> [DOCUMENT SOURCE]
--------------------

La Gouvernance, nouvel ordre ou nouvel art politique du siècle ?

 La Gouvernance, nouvel ordre ou nouvel art politique du siècle ?

KTS / SCIENCE PHOTO LIBRARY / AFP


 


Hatem M’rad


Professeur de science politique


 


 


Peut-on considérer que la gouvernance, en étendant son emprise sur les institutions et les pratiques civiles en ce XXIe siècle, en est arrivée à incarner, à elle seule, un nouvel ordre politique ou un nouvel art politique, ou bien faut-il croire qu’elle est devenue carrément un fait de civilisation, marquant les esprits, les consciences, l’histoire, la culture et l’économie des peuples?

--------------------

> [DONNÉES ENREGISTRÉES]
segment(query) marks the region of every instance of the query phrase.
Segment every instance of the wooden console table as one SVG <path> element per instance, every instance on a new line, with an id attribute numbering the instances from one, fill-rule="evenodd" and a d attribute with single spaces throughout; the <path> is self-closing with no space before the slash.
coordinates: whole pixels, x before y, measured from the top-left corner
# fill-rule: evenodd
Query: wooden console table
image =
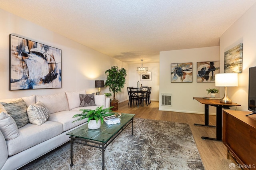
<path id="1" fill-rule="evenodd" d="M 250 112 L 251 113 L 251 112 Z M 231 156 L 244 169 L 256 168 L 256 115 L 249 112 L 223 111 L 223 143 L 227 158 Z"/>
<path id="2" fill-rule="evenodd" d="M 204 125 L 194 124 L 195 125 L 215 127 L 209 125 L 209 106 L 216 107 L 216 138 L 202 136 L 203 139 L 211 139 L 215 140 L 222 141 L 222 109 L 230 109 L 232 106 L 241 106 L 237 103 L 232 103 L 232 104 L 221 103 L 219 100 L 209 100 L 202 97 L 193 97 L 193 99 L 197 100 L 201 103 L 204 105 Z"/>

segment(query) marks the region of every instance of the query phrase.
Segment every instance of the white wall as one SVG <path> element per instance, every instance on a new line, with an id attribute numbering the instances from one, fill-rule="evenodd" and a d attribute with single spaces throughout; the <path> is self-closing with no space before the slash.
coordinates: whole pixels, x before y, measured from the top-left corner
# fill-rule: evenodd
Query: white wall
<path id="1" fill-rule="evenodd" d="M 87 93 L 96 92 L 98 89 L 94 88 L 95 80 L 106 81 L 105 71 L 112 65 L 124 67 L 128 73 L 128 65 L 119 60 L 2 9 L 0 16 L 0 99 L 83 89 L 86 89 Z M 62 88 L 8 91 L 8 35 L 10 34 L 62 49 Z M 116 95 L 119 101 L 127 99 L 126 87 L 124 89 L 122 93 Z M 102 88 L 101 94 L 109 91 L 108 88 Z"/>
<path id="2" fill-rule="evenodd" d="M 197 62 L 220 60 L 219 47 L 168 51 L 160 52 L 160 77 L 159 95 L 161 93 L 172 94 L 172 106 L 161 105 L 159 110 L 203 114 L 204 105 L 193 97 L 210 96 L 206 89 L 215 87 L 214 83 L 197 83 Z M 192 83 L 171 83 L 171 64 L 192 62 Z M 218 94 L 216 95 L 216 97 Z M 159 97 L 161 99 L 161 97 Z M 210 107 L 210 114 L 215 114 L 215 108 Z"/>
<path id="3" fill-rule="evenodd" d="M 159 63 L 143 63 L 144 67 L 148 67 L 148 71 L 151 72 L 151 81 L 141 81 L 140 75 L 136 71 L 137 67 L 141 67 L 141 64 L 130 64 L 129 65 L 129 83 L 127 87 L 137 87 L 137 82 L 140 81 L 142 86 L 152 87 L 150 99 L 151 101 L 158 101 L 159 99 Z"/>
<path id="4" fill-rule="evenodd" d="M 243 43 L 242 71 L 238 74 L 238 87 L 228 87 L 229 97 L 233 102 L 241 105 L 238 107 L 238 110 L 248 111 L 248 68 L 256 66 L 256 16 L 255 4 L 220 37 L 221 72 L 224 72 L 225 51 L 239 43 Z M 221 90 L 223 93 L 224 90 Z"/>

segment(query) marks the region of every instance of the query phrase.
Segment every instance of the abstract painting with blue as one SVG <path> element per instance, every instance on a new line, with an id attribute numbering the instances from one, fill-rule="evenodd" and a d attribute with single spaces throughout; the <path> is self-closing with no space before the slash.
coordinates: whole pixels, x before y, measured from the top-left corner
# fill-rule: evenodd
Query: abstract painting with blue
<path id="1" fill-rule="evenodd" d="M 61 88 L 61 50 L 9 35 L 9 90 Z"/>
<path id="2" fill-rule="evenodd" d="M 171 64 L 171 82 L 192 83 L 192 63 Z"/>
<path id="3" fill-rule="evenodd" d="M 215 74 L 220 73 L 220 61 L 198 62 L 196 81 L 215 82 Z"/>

--------------------

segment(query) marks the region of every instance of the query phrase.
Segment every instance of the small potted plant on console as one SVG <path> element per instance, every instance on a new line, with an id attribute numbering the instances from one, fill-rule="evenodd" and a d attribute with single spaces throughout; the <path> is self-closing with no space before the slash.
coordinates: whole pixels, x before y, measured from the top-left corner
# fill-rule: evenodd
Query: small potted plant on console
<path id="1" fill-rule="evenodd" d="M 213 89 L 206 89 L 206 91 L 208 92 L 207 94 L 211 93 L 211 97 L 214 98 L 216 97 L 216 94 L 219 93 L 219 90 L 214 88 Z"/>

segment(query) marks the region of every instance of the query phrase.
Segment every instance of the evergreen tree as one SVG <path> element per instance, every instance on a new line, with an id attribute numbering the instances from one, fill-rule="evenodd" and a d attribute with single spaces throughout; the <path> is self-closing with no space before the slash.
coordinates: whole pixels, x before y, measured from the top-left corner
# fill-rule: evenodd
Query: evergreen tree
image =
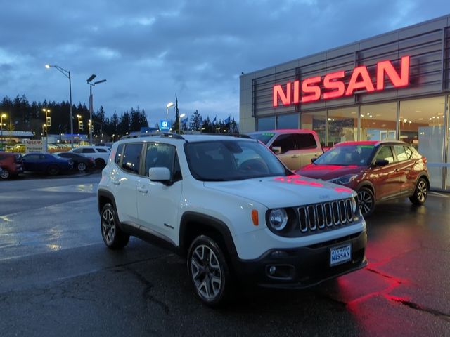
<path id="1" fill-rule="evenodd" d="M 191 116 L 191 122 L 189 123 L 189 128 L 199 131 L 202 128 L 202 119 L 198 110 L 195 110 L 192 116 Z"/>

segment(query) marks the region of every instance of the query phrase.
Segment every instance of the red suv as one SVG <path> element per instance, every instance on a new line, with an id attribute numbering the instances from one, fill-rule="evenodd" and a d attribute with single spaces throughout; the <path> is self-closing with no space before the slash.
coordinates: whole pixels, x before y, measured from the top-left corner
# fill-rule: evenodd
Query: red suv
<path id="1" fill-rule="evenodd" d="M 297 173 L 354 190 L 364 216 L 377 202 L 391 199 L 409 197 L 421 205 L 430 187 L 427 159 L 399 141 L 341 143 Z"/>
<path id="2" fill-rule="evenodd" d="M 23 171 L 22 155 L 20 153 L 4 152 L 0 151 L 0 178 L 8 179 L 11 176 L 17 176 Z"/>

--------------------

> [DÉFIS]
(A) Dans le texte sur la gouvernance, quel métier est indiqué sous le nom de Hatem M’rad ?
(B) Pour chaque phrase, répondez par oui ou par non selon le texte sur la gouvernance, en citant les mots qui tranchent.
(i) Le texte situe sa question au XXe siècle.
(ii) Le texte se demande si la gouvernance est devenue un fait de civilisation.
(iii) La photo est créditée à l’AFP.
(C) D’après le texte sur la gouvernance, que marquerait la gouvernance si elle était devenue un fait de civilisation ? Donnez toute la liste.

> [RÉPONSES AUX EXERCICES]
(A) Professeur de science politique.

(B)
(i) Non : « en ce XXIe siècle ».
(ii) Oui : « faut-il croire qu’elle est devenue carrément un fait de civilisation ».
(iii) Oui : « KTS / SCIENCE PHOTO LIBRARY / AFP ».

(C) Les esprits, les consciences, l’histoire, la culture et l’économie des peuples.